GIVEN TASK>
Format everything from the line containing "Annotation guideline: for every instance of the brown" down to the last of the lines below as a JSON list of strings, one string per line, with blank lines left out.

MATERIAL PROVIDED>
-- BEGIN --

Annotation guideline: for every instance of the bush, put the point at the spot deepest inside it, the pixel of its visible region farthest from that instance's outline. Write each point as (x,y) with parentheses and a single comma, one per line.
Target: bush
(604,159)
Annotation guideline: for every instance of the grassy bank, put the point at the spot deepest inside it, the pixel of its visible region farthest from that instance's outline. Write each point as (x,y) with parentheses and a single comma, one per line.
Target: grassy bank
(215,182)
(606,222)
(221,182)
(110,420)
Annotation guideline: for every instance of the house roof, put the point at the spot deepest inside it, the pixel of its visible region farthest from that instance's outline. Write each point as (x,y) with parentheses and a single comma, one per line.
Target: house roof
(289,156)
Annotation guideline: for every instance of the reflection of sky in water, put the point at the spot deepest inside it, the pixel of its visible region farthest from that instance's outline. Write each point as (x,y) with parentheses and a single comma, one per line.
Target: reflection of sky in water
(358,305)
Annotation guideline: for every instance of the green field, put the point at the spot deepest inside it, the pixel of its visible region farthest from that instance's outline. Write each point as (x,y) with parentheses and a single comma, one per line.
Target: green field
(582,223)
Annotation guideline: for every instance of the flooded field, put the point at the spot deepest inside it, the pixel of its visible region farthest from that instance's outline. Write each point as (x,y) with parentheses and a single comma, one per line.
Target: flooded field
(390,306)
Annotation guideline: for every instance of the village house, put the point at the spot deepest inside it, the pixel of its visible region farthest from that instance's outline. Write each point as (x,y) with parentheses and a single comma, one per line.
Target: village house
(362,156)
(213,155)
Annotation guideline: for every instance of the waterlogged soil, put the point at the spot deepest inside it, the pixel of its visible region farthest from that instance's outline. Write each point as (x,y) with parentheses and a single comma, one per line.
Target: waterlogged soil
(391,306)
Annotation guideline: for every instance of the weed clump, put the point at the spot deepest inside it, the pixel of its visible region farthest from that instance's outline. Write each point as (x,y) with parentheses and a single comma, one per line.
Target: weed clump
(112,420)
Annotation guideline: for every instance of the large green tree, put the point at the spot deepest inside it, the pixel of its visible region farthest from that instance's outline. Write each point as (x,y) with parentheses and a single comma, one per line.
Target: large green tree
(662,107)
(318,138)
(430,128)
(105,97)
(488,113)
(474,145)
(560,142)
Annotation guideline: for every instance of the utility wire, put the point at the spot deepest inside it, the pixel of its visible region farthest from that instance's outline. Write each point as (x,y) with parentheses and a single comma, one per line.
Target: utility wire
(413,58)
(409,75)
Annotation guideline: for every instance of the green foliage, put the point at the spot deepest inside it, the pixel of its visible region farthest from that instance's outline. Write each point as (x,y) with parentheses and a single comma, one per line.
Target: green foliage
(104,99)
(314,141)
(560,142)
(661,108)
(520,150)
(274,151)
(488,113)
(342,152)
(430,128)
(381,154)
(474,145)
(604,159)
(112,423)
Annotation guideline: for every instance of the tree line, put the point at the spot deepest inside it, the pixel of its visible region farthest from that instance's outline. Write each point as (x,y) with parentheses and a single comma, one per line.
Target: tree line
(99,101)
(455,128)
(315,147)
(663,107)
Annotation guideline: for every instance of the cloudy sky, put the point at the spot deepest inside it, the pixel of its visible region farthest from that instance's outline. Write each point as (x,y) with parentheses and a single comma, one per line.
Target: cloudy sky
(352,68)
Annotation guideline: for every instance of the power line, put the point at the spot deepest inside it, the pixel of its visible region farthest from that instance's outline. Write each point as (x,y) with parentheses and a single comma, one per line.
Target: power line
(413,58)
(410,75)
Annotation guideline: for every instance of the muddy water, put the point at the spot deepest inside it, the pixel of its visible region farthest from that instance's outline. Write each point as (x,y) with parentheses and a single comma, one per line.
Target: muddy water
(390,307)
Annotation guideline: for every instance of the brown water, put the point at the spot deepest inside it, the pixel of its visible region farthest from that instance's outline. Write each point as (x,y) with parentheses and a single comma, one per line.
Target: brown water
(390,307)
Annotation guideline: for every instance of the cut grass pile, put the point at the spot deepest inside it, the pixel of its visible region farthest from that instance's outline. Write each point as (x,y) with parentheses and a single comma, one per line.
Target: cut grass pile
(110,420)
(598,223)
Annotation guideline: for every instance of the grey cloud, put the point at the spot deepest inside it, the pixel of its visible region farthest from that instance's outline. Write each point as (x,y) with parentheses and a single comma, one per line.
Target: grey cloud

-- END --

FULL ANSWER>
[
  "Annotation guideline: for every instance of the brown water, put the point at the spot deepest inside it, the pixel of its visible region farthest from that instance's outline. Write each point as (x,y) with parentheses and a single comma, one per line.",
  "Target: brown water",
  "(390,307)",
  "Annotation guideline: for every instance of the cut grass pile, put the point at the spot deepest inside it, the pixel of its visible region farthest from that instance's outline. Write each point as (x,y) with parentheses and a single comma, one per line.",
  "Target: cut grass pile",
  "(110,420)",
  "(598,223)",
  "Annotation guideline: for every instance of the grey cloud, put the point at the spot deepest inside it, the pixel of its visible region farthest from that instance's outline. Write each point as (x,y) with parentheses and a single comma, one per line.",
  "Target: grey cloud"
]